**TÂCHE DEMANDÉE 1**:
Renvoie intégralement le texte sur Noël, sans y changer quoi que ce soit.
**TÂCHE DEMANDÉE 2**:
Retape à l'identique, et uniquement, le passage du listing qui va de la ligne contenant « Keep to these rules. Indicate every instance of the forest » jusqu'à la fin du listing, ces deux bornes comprises. N'inclus pas les images dans ta réponse.

**EXTRAIT DU TEXTE**:
+-------+

Noël est
inimitable ! Qu’on ait la Foi ou qu’on ne l’ait pas, qu’on l’ait perdue ou
qu’on la garde, chaque année Noël revient avec la même joie, le même élan, la
même saveur, le même parfum de poésie. Jusqu’à la fin du monde sur un lit de paille
sous le souffle bienveillant de bêtes charitables, l’Enfant Jésus entouré de
Marie et de Joseph frappe à la porte de nos vies, suppliant l’humanité de lui
ouvrir grand les bras et de se laisser vaincre, enfin, par cet amour infini
qui, sur le visage d’un nouveau-né endormi, raconte toute la beauté de
l’univers. Noël n’a vraiment pas son pareil. Et même si certains veulent
anéantir cette fête, sortir la société de tout contexte religieux, ils ne
pourront rien faire. Noël restera Noël car ils ont contre eux, et dans cet
ordre : les enfants, les poètes, et les êtres sensibles qui, grâce à Dieu,
peuplent la terre et se partagent la beauté du monde. En cette nuit, prenons en
bien la mesure, dans les églises du monde entier, sous les cantiques qui soulèvent
une larme et la conduise au coin de l’œil, mais aussi aux tables des familles,
en ouvrant tout à l’heure nos cadeaux, sous les yeux mouillés de tendresse des
êtres qui nous sont chers, nous redevenons des hommes capables d’intelligence
et d’émotion. Et justement, Noël est là, Noël existe. Et chaque année il
revient sous la voûte étoilée pour reconstruire et réparer notre humanité qui a
la mauvaise tendance de tourner sur elle-même prisonnière de ses intérêts
égoïstes jusqu’à la moelle. Il faut au moins qu’une fois par an, et c’est cette
nuit, le ciel s’entrouvre et que l’homme redevienne un homme avec un cœur qui
bat pour autre chose que son portefeuille ; et que les douleurs,
parlons-en des douleurs, les souffrances, les peines, les humiliations, les
dévalorisations en tout genre et jusqu’au bruit des choses de la vie que nous
avons essuyé en cette année qui s’achève, il faut que tout cela meurt. Et tout
cela va mourir cette nuit grâce à l’enfant Dieu qui, les yeux clos, prétend, et
il l’a montré, être le prince de l’amour, l’inventeur du bonheur, l’unique
Sauveur du monde.

+-------+

**LIGNES DE DONNÉES**:
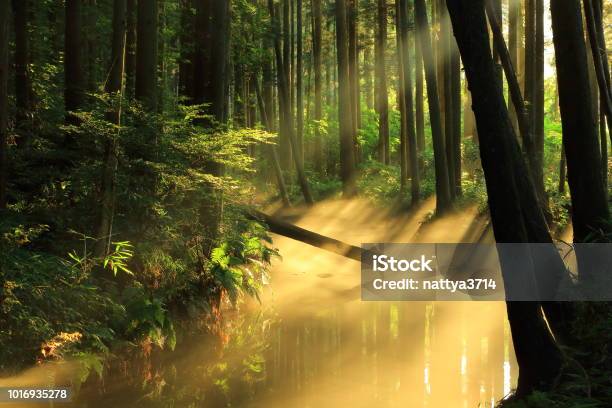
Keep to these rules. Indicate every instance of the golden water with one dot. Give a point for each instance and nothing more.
(313, 343)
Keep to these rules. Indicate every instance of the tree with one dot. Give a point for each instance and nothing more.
(408, 108)
(318, 96)
(382, 98)
(146, 54)
(114, 89)
(589, 205)
(4, 73)
(23, 86)
(506, 179)
(73, 64)
(418, 97)
(441, 169)
(130, 53)
(285, 106)
(345, 114)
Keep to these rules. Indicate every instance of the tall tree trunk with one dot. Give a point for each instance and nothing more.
(537, 172)
(506, 178)
(455, 125)
(412, 155)
(446, 94)
(514, 7)
(597, 41)
(353, 56)
(418, 98)
(284, 143)
(130, 46)
(285, 106)
(382, 98)
(115, 90)
(441, 169)
(5, 10)
(401, 99)
(298, 80)
(91, 45)
(73, 64)
(146, 54)
(318, 102)
(282, 189)
(347, 151)
(589, 206)
(187, 49)
(23, 86)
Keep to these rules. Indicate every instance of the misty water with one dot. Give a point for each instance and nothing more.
(313, 343)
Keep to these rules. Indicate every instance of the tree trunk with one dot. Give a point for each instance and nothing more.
(353, 57)
(455, 100)
(347, 151)
(418, 98)
(382, 98)
(23, 86)
(446, 94)
(589, 206)
(187, 49)
(285, 107)
(4, 73)
(537, 354)
(411, 143)
(298, 81)
(282, 189)
(514, 7)
(91, 45)
(73, 64)
(598, 50)
(441, 169)
(130, 54)
(401, 99)
(115, 90)
(318, 102)
(146, 54)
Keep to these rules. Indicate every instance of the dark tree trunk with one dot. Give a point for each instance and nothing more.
(446, 93)
(441, 169)
(282, 189)
(318, 102)
(4, 73)
(73, 64)
(187, 49)
(537, 354)
(130, 52)
(589, 206)
(91, 45)
(115, 90)
(401, 99)
(284, 105)
(298, 81)
(597, 41)
(23, 86)
(146, 54)
(382, 98)
(347, 151)
(514, 7)
(411, 143)
(418, 97)
(455, 125)
(284, 145)
(353, 57)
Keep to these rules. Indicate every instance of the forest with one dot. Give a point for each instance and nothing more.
(185, 186)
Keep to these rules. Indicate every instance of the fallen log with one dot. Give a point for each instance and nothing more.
(292, 231)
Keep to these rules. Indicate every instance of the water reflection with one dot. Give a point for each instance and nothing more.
(358, 355)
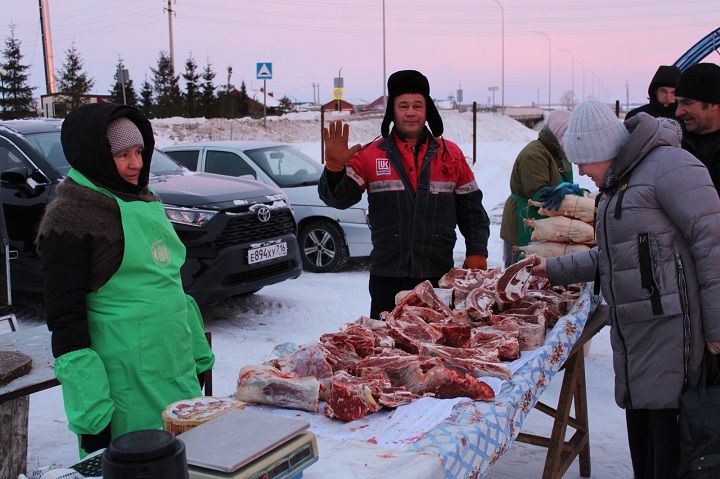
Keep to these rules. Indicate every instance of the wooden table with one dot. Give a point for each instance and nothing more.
(562, 453)
(14, 396)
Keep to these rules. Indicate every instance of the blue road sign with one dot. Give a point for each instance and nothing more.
(264, 71)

+-------+

**RÉPONSE CORRECTE 1**:
Noël est
inimitable ! Qu’on ait la Foi ou qu’on ne l’ait pas, qu’on l’ait perdue ou
qu’on la garde, chaque année Noël revient avec la même joie, le même élan, la
même saveur, le même parfum de poésie. Jusqu’à la fin du monde sur un lit de paille
sous le souffle bienveillant de bêtes charitables, l’Enfant Jésus entouré de
Marie et de Joseph frappe à la porte de nos vies, suppliant l’humanité de lui
ouvrir grand les bras et de se laisser vaincre, enfin, par cet amour infini
qui, sur le visage d’un nouveau-né endormi, raconte toute la beauté de
l’univers. Noël n’a vraiment pas son pareil. Et même si certains veulent
anéantir cette fête, sortir la société de tout contexte religieux, ils ne
pourront rien faire. Noël restera Noël car ils ont contre eux, et dans cet
ordre : les enfants, les poètes, et les êtres sensibles qui, grâce à Dieu,
peuplent la terre et se partagent la beauté du monde. En cette nuit, prenons en
bien la mesure, dans les églises du monde entier, sous les cantiques qui soulèvent
une larme et la conduise au coin de l’œil, mais aussi aux tables des familles,
en ouvrant tout à l’heure nos cadeaux, sous les yeux mouillés de tendresse des
êtres qui nous sont chers, nous redevenons des hommes capables d’intelligence
et d’émotion. Et justement, Noël est là, Noël existe. Et chaque année il
revient sous la voûte étoilée pour reconstruire et réparer notre humanité qui a
la mauvaise tendance de tourner sur elle-même prisonnière de ses intérêts
égoïstes jusqu’à la moelle. Il faut au moins qu’une fois par an, et c’est cette
nuit, le ciel s’entrouvre et que l’homme redevienne un homme avec un cœur qui
bat pour autre chose que son portefeuille ; et que les douleurs,
parlons-en des douleurs, les souffrances, les peines, les humiliations, les
dévalorisations en tout genre et jusqu’au bruit des choses de la vie que nous
avons essuyé en cette année qui s’achève, il faut que tout cela meurt. Et tout
cela va mourir cette nuit grâce à l’enfant Dieu qui, les yeux clos, prétend, et
il l’a montré, être le prince de l’amour, l’inventeur du bonheur, l’unique
Sauveur du monde.

**RÉPONSE CORRECTE 2**:
Keep to these rules. Indicate every instance of the forest with one dot. Give a point for each instance and nothing more.
(185, 186)
Keep to these rules. Indicate every instance of the fallen log with one dot. Give a point for each instance and nothing more.
(292, 231)
Keep to these rules. Indicate every instance of the water reflection with one dot. Give a point for each instance and nothing more.
(358, 355)
Keep to these rules. Indicate every instance of the wooden table with one dot. Give a point for each instance and nothing more.
(562, 453)
(14, 396)
Keep to these rules. Indicate every instance of the blue road sign with one dot. Give a point for each instance and nothing more.
(264, 71)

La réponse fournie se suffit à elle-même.